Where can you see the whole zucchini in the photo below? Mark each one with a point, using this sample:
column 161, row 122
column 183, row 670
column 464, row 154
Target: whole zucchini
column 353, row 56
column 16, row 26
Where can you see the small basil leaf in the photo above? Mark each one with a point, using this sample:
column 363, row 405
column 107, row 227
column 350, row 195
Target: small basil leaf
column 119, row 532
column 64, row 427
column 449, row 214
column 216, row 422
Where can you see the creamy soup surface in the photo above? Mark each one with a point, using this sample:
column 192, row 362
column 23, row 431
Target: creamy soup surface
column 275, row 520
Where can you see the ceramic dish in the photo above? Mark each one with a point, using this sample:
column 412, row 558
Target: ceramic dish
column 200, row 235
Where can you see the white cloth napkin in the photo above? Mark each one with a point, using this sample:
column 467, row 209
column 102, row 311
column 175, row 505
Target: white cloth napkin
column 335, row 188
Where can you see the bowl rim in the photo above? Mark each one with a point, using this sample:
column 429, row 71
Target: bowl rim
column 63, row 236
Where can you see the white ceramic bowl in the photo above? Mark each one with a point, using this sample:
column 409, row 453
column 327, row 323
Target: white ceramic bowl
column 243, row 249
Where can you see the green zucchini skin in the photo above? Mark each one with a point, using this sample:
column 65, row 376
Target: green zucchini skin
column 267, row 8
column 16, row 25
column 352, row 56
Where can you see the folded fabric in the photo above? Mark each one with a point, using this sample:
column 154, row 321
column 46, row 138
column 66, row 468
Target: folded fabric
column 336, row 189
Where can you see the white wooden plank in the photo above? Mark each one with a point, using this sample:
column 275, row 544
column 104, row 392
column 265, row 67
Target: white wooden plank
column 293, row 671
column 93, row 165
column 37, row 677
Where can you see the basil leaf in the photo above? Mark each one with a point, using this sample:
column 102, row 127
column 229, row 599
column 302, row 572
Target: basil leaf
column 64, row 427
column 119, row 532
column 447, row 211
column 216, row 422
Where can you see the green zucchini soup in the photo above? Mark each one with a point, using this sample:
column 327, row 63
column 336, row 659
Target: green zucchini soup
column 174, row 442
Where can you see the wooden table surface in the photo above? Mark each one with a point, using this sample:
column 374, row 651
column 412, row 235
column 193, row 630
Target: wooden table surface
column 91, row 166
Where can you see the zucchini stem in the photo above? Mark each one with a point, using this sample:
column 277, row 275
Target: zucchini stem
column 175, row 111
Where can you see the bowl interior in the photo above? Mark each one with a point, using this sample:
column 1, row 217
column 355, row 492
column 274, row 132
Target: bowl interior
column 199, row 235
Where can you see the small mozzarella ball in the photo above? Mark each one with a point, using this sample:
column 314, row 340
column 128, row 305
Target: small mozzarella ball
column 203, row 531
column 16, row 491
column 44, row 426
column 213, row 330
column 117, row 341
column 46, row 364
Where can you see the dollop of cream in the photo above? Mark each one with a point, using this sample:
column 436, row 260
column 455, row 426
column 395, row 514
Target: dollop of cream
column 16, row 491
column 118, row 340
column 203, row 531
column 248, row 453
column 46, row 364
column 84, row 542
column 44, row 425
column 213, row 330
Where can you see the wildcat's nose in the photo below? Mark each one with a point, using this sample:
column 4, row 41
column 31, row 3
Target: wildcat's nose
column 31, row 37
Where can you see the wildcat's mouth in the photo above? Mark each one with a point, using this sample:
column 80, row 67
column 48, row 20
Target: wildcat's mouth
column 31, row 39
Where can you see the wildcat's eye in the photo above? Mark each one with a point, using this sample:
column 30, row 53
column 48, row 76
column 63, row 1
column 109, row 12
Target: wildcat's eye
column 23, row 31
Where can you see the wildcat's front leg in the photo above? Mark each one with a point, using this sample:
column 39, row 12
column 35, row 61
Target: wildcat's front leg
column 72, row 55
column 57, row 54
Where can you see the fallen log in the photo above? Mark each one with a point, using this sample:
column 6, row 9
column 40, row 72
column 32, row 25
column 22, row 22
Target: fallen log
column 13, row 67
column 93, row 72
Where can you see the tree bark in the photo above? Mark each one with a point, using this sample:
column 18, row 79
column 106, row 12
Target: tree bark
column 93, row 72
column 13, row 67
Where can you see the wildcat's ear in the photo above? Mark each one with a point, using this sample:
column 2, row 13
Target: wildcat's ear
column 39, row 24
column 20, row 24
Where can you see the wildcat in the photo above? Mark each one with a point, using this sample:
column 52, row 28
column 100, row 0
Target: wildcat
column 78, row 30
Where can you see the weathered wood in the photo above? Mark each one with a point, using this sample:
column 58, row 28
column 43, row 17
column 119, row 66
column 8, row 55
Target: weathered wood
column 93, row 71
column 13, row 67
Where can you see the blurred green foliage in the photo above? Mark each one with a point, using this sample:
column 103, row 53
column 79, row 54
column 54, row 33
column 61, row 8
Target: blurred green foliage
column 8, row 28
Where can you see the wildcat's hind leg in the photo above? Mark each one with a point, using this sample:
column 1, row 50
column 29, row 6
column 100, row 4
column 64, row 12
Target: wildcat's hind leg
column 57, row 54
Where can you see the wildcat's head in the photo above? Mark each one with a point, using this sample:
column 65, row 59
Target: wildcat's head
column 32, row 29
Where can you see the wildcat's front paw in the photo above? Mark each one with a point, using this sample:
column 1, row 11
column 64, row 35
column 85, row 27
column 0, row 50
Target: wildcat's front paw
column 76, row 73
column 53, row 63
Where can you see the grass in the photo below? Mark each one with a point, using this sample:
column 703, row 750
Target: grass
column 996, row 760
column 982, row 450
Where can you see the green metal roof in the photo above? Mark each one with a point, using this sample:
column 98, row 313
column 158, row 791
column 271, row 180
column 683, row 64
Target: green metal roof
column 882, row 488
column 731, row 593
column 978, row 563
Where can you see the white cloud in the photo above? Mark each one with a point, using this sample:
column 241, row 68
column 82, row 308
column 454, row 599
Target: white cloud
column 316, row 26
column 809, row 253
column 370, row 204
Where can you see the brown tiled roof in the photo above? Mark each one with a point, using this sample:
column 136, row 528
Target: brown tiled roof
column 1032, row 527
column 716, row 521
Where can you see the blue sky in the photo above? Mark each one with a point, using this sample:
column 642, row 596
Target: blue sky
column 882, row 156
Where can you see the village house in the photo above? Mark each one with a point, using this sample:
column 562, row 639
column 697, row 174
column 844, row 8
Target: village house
= = = =
Reproduce all of the material above, changing every "Target" to "Object" and leaving everything else untouched.

Where can you see the whole zucchini in the photo below? Mark each one with a point, using this sample:
column 161, row 122
column 183, row 670
column 464, row 154
Object: whole zucchini
column 353, row 56
column 16, row 26
Where can you see the small basil leaf in the photo above? Mark each one with a point, using this sample:
column 363, row 405
column 107, row 227
column 350, row 195
Object: small basil leaf
column 119, row 532
column 64, row 427
column 449, row 214
column 216, row 422
Where can you see the creamy soup surface in the photo above? Mark each one with a point, using this sample:
column 192, row 362
column 23, row 431
Object: creamy soup surface
column 275, row 520
Where can you see the ceramic dish in the photo above? Mark each one with a point, using this sample:
column 412, row 558
Object: ceramic dish
column 200, row 235
Where can you see the white cloth napkin in the photo above? Mark each one with a point, using this sample:
column 467, row 209
column 102, row 311
column 175, row 505
Object: white cloth napkin
column 335, row 188
Where can you see the bowl rim in the photo above? Mark each one with a point, using this sample:
column 429, row 71
Object: bowl rim
column 63, row 236
Where can you see the white ceramic bowl in the photo above? Mark each one with a point, using this sample:
column 409, row 453
column 327, row 323
Object: white ceramic bowl
column 243, row 249
Where can you see the green zucchini skin in the photo above? Mark each one with a point, using this sample:
column 65, row 376
Object: green zucchini skin
column 267, row 8
column 16, row 25
column 352, row 56
Where can you see the folded fabric in the photo above? Mark each one with a point, using this sample:
column 154, row 321
column 46, row 138
column 66, row 468
Object: folded fabric
column 336, row 189
Where can you see the white wooden plank in the photo above? Mark each one with a point, using this sample:
column 275, row 544
column 104, row 392
column 265, row 67
Object: white wooden plank
column 293, row 671
column 93, row 165
column 37, row 677
Where can you see the basil leaf in the photo above? Mark each one with a point, using this sample:
column 102, row 127
column 229, row 599
column 302, row 572
Object: basil leaf
column 64, row 427
column 119, row 532
column 447, row 211
column 216, row 422
Where can you see the green zucchini soup in the photo above? Mark each one with a point, using this sample:
column 327, row 63
column 336, row 659
Object: green zucchini soup
column 174, row 442
Where can you see the wooden table surface in the photo above? Mark each one with a point, using this sample:
column 374, row 651
column 412, row 235
column 193, row 630
Object: wooden table surface
column 91, row 166
Where can you see the zucchini stem in the photo above? Mark each one with a point, using this sample:
column 277, row 275
Object: zucchini stem
column 175, row 111
Where can you see the bowl interior in the photo above? Mark each one with a point, using this sample:
column 1, row 217
column 355, row 492
column 274, row 132
Object: bowl interior
column 199, row 235
Where can you see the small mozzarella ball in the photo above? Mark each one with a point, using this sample:
column 314, row 340
column 128, row 305
Object: small mozzarella ball
column 203, row 531
column 16, row 491
column 44, row 426
column 213, row 330
column 117, row 341
column 46, row 364
Where can you see the dollop of cream in the photo above? Mark each one with a point, using this sample:
column 436, row 260
column 455, row 426
column 395, row 514
Object: dollop of cream
column 16, row 491
column 118, row 340
column 203, row 531
column 248, row 453
column 46, row 364
column 84, row 542
column 44, row 425
column 213, row 330
Where can you see the wildcat's nose in the photo below? Mark each one with a point, using this sample:
column 4, row 41
column 31, row 3
Object: wildcat's nose
column 31, row 37
Where can you see the wildcat's mouth in the photo above? Mark each one with a point, using this sample:
column 80, row 67
column 48, row 20
Object: wildcat's mouth
column 31, row 39
Where can you see the wildcat's eye in the photo above? Mark each one with a point, using this sample:
column 30, row 53
column 48, row 76
column 63, row 1
column 109, row 12
Object: wildcat's eye
column 23, row 31
Where can you see the wildcat's front leg in the photo above? Mark each one with a point, using this sample:
column 39, row 12
column 35, row 61
Object: wildcat's front leg
column 72, row 55
column 57, row 54
Where can you see the fallen log in the photo above? Mark each one with a point, using this sample:
column 6, row 9
column 40, row 72
column 32, row 25
column 22, row 22
Object: fallen log
column 13, row 67
column 93, row 72
Where can you see the tree bark in the photo above? Mark each one with a point, using this sample:
column 18, row 79
column 106, row 12
Object: tree bark
column 93, row 72
column 13, row 67
Where can you see the wildcat's ear in the photo above? Mark each one with a point, using this sample:
column 2, row 13
Object: wildcat's ear
column 39, row 24
column 20, row 24
Where can you see the wildcat in the photo above? Mark each one with a point, using this sample:
column 52, row 28
column 100, row 0
Object: wildcat
column 78, row 30
Where can you see the weathered wood in the photo above? Mark each one with a point, using this sample:
column 58, row 28
column 43, row 17
column 119, row 66
column 8, row 55
Object: weathered wood
column 93, row 71
column 13, row 67
Where can you see the blurred green foliage in the photo above? Mark each one with a point, using this sample:
column 103, row 53
column 79, row 54
column 54, row 33
column 61, row 8
Object: blurred green foliage
column 8, row 28
Where can you see the wildcat's hind leg in the photo above? Mark each one with a point, using this sample:
column 1, row 50
column 29, row 6
column 100, row 4
column 64, row 12
Object: wildcat's hind leg
column 57, row 54
Where can you see the wildcat's head in the photo above? Mark each one with a point, using this sample:
column 65, row 59
Object: wildcat's head
column 32, row 29
Where can you see the wildcat's front paw in the photo above? Mark each one with a point, using this sample:
column 1, row 11
column 64, row 35
column 85, row 27
column 0, row 50
Object: wildcat's front paw
column 76, row 73
column 53, row 63
Where can you see the grass in the photo below? Mark each one with a point, using this sample:
column 703, row 750
Object: grass
column 996, row 760
column 982, row 450
Where can you see the green metal roof in the photo above? Mark each one with a point, using this sample:
column 98, row 313
column 158, row 791
column 271, row 180
column 683, row 64
Object: green metal roof
column 882, row 488
column 731, row 593
column 978, row 563
Where can you see the white cloud in the photo above? Mark each one with a point, using this sample:
column 241, row 68
column 82, row 308
column 454, row 599
Object: white cloud
column 316, row 26
column 809, row 253
column 370, row 204
Where can you see the brown tiled roof in the photo above? Mark each one with a point, using this sample:
column 136, row 528
Object: brown tiled roof
column 1032, row 527
column 716, row 521
Where can you see the blue sky in the photo above? Mark each one with a point, using this sample:
column 642, row 596
Object: blue sky
column 882, row 156
Where can you see the village house in the photo above? Mark each one with a point, using this sample:
column 562, row 639
column 697, row 174
column 844, row 8
Object: village house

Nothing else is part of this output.